** What to do **
Reproduce word for word the part of the listing below that runs from the line containing "Find every occurrence of wooden" through the line containing "0,0 -> 608,260", with both of those lines included.

# start of Material for the task

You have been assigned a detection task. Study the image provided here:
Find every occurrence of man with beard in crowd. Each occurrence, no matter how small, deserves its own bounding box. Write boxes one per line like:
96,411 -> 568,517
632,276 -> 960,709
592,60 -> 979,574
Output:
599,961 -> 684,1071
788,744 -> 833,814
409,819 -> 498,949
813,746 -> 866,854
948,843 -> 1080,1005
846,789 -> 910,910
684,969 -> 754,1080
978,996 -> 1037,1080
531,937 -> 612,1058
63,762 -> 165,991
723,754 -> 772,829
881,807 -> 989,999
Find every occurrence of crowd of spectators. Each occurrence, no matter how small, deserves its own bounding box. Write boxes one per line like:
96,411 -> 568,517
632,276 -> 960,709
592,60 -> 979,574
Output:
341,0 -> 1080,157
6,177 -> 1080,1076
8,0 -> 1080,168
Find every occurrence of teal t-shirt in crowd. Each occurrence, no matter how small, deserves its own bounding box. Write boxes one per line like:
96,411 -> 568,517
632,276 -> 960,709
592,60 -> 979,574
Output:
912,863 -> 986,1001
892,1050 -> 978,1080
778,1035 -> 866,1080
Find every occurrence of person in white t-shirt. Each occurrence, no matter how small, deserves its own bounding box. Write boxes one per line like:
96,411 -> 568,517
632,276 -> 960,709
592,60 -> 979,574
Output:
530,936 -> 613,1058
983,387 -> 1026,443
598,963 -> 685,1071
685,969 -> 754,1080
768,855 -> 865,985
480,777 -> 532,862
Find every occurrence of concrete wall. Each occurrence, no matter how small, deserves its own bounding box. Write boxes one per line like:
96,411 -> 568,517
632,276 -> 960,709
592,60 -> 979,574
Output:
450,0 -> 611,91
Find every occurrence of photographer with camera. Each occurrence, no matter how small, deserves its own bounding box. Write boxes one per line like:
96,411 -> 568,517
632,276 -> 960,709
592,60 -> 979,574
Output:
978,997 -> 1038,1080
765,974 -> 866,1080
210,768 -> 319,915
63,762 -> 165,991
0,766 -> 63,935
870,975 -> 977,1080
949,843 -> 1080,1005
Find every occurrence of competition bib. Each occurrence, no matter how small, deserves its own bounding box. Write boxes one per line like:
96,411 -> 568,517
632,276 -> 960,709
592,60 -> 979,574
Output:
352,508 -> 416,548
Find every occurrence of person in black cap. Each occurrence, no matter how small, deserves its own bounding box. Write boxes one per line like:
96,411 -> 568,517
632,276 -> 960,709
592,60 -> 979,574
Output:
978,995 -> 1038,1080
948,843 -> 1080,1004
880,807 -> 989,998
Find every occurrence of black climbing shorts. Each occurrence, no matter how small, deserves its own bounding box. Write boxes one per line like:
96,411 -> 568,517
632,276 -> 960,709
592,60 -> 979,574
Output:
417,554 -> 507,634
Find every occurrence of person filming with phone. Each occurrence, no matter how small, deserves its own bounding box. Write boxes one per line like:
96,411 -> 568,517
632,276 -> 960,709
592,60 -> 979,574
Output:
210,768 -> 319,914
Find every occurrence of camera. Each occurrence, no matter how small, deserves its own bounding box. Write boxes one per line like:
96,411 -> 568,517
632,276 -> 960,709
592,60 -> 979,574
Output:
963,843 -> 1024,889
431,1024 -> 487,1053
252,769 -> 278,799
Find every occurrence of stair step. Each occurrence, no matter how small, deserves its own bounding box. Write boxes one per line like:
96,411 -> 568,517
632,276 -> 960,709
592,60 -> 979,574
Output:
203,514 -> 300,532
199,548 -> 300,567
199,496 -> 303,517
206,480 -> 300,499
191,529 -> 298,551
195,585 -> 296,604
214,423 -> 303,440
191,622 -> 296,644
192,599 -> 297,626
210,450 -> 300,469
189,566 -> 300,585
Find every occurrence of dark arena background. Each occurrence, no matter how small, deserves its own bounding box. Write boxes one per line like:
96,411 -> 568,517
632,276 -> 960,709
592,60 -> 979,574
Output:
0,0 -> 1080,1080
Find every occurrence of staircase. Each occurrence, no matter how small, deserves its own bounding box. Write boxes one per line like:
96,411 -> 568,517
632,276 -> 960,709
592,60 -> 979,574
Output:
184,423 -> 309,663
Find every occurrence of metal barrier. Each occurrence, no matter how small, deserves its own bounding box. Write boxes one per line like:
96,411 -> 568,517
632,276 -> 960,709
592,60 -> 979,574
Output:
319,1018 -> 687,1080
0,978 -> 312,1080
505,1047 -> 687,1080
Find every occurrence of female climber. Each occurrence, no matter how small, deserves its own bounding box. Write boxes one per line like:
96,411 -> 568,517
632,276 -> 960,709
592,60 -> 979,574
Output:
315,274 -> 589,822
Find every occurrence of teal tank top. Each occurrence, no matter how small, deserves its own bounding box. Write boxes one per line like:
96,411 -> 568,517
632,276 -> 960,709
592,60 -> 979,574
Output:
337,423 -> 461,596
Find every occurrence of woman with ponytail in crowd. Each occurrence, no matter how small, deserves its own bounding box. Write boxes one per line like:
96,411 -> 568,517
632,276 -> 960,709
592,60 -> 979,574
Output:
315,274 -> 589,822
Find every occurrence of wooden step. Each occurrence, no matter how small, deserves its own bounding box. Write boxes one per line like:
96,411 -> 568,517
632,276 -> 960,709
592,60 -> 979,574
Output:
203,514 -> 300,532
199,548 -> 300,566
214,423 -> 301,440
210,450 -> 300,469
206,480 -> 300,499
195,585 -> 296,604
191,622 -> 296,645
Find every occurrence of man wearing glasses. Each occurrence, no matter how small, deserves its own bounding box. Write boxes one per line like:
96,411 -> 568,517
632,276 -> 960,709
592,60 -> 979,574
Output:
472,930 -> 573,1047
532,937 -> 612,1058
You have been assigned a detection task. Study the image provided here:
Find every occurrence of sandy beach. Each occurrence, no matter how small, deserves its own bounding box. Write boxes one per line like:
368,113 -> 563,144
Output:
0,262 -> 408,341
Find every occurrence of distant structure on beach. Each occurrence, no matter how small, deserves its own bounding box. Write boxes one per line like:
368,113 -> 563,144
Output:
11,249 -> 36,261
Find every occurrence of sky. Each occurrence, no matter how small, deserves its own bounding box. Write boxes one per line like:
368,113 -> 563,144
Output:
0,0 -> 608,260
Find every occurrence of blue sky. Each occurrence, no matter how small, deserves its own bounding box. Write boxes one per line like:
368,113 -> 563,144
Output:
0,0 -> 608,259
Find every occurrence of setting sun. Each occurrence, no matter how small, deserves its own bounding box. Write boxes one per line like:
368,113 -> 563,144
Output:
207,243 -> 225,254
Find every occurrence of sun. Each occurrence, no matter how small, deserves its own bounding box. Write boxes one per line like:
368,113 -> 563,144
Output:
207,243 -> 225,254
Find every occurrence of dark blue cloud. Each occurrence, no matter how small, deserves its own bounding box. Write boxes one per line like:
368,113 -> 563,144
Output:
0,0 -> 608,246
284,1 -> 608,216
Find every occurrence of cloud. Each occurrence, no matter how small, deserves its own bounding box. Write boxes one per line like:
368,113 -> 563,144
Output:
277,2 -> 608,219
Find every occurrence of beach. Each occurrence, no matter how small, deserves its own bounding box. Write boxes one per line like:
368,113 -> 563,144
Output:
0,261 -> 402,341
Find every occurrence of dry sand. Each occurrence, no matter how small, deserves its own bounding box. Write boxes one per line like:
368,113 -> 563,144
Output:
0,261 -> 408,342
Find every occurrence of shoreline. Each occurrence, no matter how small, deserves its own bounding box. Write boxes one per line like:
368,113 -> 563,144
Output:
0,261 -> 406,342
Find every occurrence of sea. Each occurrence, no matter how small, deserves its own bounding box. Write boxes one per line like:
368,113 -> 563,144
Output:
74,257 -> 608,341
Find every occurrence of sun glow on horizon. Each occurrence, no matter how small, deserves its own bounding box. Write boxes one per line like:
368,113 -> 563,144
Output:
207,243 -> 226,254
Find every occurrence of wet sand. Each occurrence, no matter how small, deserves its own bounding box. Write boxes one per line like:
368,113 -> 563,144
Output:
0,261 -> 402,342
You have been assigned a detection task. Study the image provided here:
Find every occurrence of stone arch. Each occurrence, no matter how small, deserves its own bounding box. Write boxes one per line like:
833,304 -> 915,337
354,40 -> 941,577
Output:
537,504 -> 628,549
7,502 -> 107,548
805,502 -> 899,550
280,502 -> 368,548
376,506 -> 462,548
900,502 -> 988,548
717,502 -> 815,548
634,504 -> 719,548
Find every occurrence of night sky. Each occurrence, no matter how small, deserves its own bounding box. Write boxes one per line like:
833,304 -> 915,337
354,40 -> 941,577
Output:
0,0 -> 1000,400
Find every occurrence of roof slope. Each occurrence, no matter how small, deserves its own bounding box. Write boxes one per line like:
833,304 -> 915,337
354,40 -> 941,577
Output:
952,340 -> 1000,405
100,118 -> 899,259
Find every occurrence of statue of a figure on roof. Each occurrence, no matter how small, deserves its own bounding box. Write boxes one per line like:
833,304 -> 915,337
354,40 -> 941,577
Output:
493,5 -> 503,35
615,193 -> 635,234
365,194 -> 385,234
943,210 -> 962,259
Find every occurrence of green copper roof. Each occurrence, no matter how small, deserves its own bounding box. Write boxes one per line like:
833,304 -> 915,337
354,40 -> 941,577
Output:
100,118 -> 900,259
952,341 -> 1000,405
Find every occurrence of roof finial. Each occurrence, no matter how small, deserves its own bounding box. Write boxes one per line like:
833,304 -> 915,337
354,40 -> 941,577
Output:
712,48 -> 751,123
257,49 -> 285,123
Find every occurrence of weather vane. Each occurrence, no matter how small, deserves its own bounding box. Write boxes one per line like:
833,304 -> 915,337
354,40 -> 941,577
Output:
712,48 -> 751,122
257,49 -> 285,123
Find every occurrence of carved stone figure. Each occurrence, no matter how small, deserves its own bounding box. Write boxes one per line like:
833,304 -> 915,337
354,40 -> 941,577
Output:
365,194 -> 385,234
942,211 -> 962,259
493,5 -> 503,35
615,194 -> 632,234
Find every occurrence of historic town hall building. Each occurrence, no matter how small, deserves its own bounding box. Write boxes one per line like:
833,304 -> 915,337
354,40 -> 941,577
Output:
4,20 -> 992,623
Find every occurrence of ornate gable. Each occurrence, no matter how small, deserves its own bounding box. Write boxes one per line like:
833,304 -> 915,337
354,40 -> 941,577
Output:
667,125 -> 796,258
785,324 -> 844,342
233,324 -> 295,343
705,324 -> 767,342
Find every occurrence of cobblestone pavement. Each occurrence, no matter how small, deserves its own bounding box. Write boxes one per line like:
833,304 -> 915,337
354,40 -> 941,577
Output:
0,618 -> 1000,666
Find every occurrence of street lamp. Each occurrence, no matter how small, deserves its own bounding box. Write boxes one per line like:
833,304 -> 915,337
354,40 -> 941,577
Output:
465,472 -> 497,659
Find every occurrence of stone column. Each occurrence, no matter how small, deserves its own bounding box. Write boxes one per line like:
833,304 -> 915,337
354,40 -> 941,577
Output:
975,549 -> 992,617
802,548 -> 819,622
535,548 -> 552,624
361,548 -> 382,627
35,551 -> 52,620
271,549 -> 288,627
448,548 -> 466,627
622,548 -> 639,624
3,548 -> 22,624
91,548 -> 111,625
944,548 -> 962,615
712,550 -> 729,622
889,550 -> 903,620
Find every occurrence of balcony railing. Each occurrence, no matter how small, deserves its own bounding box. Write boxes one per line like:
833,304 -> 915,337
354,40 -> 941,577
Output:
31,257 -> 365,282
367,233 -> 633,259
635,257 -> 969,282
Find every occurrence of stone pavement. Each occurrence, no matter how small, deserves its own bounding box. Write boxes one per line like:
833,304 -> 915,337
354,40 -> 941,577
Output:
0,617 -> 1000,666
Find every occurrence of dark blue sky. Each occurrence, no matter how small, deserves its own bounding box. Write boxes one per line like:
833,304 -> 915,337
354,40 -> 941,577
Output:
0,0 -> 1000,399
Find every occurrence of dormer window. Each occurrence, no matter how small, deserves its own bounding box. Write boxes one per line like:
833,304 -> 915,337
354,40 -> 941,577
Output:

# end of Material for the task

** The response **
Find every occurrence of wooden step. Each occurrence, no matter how small, deserves its own bounding box. Write boxes one per line like:
96,411 -> 568,517
632,276 -> 960,709
592,60 -> 979,574
Output:
203,514 -> 300,532
199,548 -> 300,566
214,423 -> 301,440
210,450 -> 300,469
206,480 -> 300,499
195,585 -> 296,604
191,622 -> 296,645
Find every occurrence of man wearing glasses. Each occurrence, no matter how small, deserves its own bounding box. Write boxes one per line like:
96,411 -> 568,517
632,276 -> 960,709
592,60 -> 979,574
Output:
472,930 -> 573,1047
532,937 -> 612,1058
You have been assigned a detection task. Study the image provided here:
Find every occurrence of sandy beach. Each occurrence, no matter how small, deserves its own bounding box. Write boxes one per line like:
368,113 -> 563,144
Output:
0,262 -> 408,341
Find every occurrence of distant structure on beach. Each occurrence, no matter how small, deserves its own bounding box. Write boxes one per line like:
368,113 -> 563,144
Output:
11,249 -> 36,261
Find every occurrence of sky. Each occurrence, no matter how small, deserves its own bounding box. Write boxes one per line like:
368,113 -> 563,144
Output:
0,0 -> 608,260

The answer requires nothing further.